• WRITTEN EXERCISE: Extract the text of every item below word for word, leaving out the pictures.

• SUPPLIED DATA:
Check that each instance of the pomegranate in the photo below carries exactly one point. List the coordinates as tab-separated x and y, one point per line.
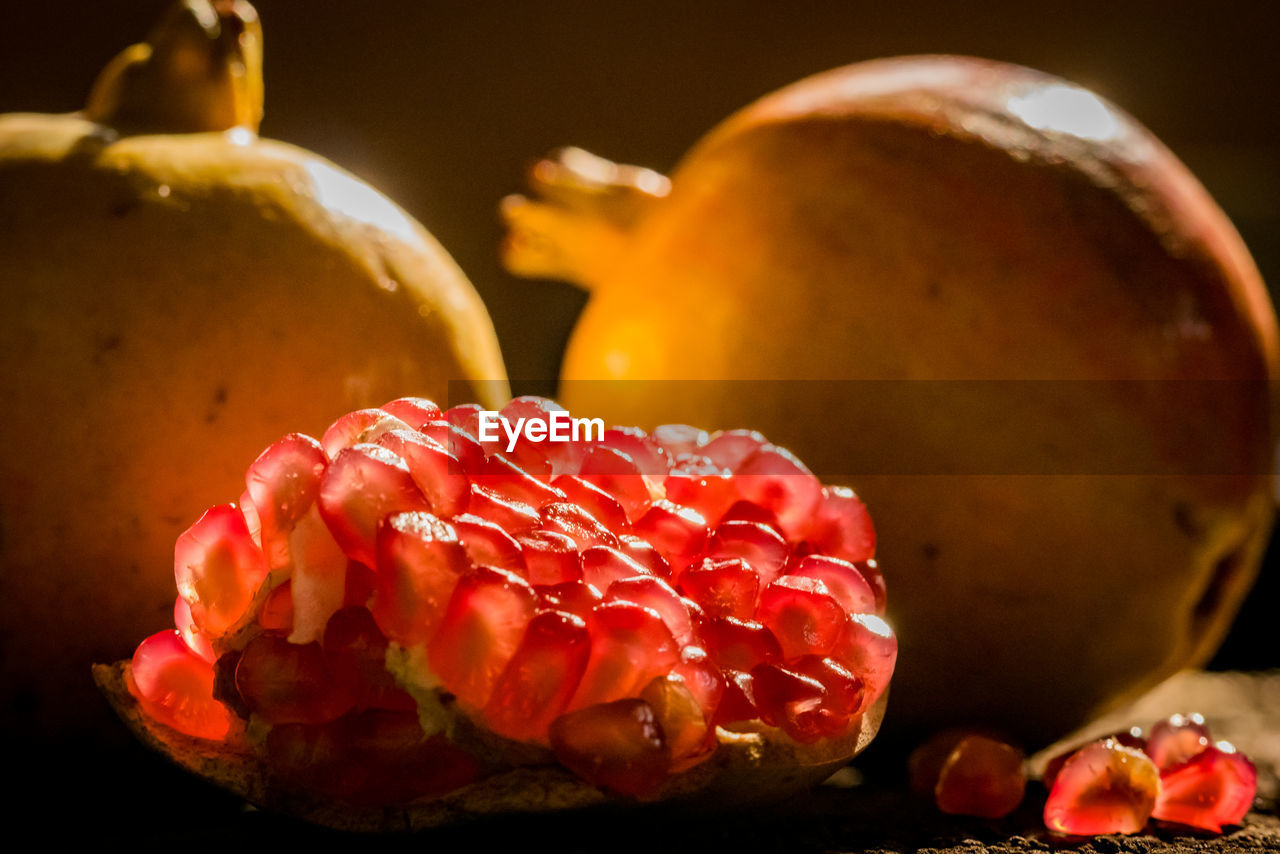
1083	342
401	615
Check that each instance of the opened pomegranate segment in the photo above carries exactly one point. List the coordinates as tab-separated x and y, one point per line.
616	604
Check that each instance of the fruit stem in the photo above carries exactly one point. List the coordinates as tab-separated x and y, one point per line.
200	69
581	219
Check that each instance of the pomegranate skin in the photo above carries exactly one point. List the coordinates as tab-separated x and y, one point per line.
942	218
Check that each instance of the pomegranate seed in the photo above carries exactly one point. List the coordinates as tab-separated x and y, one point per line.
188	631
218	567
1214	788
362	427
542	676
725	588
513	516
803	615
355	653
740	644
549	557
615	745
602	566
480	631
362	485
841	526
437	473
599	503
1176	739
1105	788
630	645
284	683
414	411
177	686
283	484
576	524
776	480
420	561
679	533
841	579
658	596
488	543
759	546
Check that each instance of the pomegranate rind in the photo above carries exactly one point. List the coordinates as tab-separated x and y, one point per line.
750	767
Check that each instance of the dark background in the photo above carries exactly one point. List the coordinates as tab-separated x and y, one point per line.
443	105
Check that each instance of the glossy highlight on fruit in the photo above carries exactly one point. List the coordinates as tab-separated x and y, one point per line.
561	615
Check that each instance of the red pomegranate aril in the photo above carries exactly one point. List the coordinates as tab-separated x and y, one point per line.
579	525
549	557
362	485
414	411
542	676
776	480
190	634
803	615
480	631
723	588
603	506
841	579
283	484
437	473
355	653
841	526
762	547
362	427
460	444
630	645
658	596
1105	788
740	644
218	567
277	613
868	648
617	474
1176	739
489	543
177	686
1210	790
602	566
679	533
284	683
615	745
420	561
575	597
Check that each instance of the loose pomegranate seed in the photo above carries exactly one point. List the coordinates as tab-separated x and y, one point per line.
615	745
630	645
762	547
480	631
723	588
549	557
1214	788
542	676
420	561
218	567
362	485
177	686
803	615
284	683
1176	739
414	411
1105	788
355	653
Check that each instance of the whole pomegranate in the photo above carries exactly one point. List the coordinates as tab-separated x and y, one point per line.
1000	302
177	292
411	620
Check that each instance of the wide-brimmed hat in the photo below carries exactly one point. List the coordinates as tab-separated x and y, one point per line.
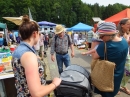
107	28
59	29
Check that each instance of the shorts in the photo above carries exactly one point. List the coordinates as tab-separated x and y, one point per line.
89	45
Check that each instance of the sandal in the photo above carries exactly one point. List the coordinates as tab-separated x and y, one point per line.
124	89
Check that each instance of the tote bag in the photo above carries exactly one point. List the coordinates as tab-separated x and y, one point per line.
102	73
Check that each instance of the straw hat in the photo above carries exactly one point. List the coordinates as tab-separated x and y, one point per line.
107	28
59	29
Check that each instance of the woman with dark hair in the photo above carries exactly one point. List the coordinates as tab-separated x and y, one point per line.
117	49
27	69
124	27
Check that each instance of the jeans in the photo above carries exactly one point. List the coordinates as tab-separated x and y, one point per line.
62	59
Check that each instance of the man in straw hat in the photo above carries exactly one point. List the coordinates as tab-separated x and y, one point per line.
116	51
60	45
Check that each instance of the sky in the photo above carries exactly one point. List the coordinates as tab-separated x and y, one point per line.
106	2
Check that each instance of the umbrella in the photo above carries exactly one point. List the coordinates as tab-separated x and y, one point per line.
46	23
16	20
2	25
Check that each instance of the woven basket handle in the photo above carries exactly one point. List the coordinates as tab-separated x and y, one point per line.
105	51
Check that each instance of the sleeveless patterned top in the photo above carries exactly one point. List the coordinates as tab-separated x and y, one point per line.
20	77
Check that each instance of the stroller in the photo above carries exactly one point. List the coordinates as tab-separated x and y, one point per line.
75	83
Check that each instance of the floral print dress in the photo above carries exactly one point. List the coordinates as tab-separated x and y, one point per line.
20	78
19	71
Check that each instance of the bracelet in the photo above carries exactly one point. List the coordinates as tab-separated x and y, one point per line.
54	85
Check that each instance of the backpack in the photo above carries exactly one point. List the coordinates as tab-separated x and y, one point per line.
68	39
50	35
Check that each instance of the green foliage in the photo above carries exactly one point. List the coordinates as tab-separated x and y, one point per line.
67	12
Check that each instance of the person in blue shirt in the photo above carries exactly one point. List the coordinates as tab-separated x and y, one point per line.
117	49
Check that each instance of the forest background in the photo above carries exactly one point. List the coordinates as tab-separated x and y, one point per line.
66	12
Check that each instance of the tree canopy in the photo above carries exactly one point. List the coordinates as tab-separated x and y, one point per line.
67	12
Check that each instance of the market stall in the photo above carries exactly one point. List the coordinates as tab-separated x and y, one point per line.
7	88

• THE COMPLETED TASK:
Check that each instance of the pomegranate in the photo below carries exactly one point. List the coordinates as tab-separated x and y, one point per line.
1083	342
401	615
Check that each instance of the opened pomegranate segment in the photo above carries exactly one point. List the coordinates as tab-separated x and y, one point per line.
616	604
Check that each instance of the fruit stem in the photo above carries exactly one point. List the coordinates as tab-separated x and y, one point per line.
200	69
581	219
Check that each instance of the pomegranate skin in the photo above carries exactly one point. List the coordinates as tab-separated x and y, one point per line.
942	218
Check that each instance of the pomegranate seed in the photo above carries exactly one point. List the coordinates as tab-separated x and y, one point per line.
188	631
218	567
1214	788
362	427
542	676
725	588
513	516
803	615
355	653
740	644
549	557
615	745
602	566
480	631
362	485
841	526
437	473
599	503
1176	739
1105	788
630	645
284	683
414	411
177	686
283	484
576	524
776	480
420	561
679	533
841	579
658	596
488	543
759	546
Check that each instance of the pomegranate rind in the photo above carries exactly one point. List the coordinates as tab-separated x and y, one point per line.
750	767
Check that each instance of the dark background in the photo above carries exactly one point. List the coordinates as tab-separated x and y, one point per line.
443	105
Check that each instance of the glossy highlight on fruit in the photo above carries exactly one point. List the coordinates as tab-separated x and y, one point per line.
561	615
Check that each instance of the red pomegranate aril in the photo above carries exactly one point. List the coordinates as tab-separated x and y, one point per line.
579	525
549	557
362	485
414	411
542	676
776	480
190	634
803	615
480	631
723	588
603	506
841	579
283	484
437	473
355	653
841	526
762	547
362	427
460	444
630	645
658	596
1105	788
740	644
218	567
277	613
868	648
617	474
1176	739
489	543
177	686
1210	790
602	566
679	533
284	683
615	745
420	561
575	597
Check that each instance of the loose pomegranate seed in the photo above carries exactly one point. List the coordinates as tab-separated x and y, one point per line.
615	745
630	645
762	547
480	631
723	588
549	557
1214	788
542	676
420	561
218	567
362	485
177	686
803	615
284	683
1176	739
414	411
1105	788
355	653
Check that each instance of the whole pomegranate in the photo above carries exactly one point. List the coordinates as tab-separated x and y, one point per line.
1000	302
177	292
411	620
Check that each instance of the wide-brimmed hat in the photo below carries exactly one point. List the coordinates as tab-separated x and y, one point per line.
107	28
59	29
Check that each instance of the shorts in the photo above carries exactly one point. List the coordinates as tab-separated x and y, one point per line.
89	45
Check that each instance of the sandal in the photo above carries exactly one point. List the coordinates as tab-separated x and y, one point per line.
124	89
Check that each instance of the tote bag in the photo above carries exactly one point. List the coordinates as tab-separated x and y, one point per line.
102	73
Check that each instance of the straw hat in the photo above carries exactly one point. List the coordinates as tab-separated x and y, one point per line.
107	28
59	29
Check that each instance of the woman with dark hair in the photo above carries exactly one point. List the coordinates as tab-separated x and y, one point per line.
117	49
27	69
124	27
Check that each instance of the jeans in the photo above carries exactly one point. List the coordinates as tab-separated x and y, one point per line.
62	59
Check that each instance of the man in straw hat in the photo above carries exactly one point. List the coordinates as tab-separated x and y, one point per line.
116	51
60	45
Check that each instance of the sky in the photo above carries exactly one point. List the coordinates as tab-separated x and y, one point per line.
106	2
Check that each instance of the umbrella in the photo above carries exactly one point. List the coordinates as tab-separated x and y, one point per line.
46	23
16	20
2	25
Check that each instance of the woven basket handle in the photo above carries exactly one point. List the coordinates as tab-separated x and y, one point per line.
105	51
Check that each instance of the sleeveless patterned top in the photo above carries exactly one point. List the coordinates as tab-separated x and y, one point per line.
20	77
Check that each instance of the stroller in the photo above carries exactly one point. List the coordinates as tab-separated x and y, one point per line.
75	83
Check that each instance of the floral print dress in the photo above carries exactly one point. List the coordinates as tab-separated x and y, one point per line.
20	78
19	71
Check that each instance of the bracelet in the photo above carries exactly one point. List the coordinates as tab-separated x and y, one point per line.
54	85
Check that each instance of the backpack in the photo above carries exactly one point. List the coordinates as tab-separated x and y, one point per line.
68	39
50	35
Check that each instance of the green foliage in the photo above carries exactly one point. List the coordinates as tab-separated x and y, one point per line.
67	12
Check that each instance of the person in blue shirt in the photo above carries exactly one point. List the coordinates as tab-separated x and y, one point per line.
117	49
Check that each instance of the forest background in the photo above carries exactly one point. List the coordinates as tab-separated x and y, one point per line.
66	12
Check that each instance of the tree canopy in the photo above carries exactly one point. List the coordinates as tab-separated x and y, one point per line.
67	12
Check that each instance of the market stall in the photo above carries exactly one point. List the coordinates as tab-separated x and y, one point per line.
7	88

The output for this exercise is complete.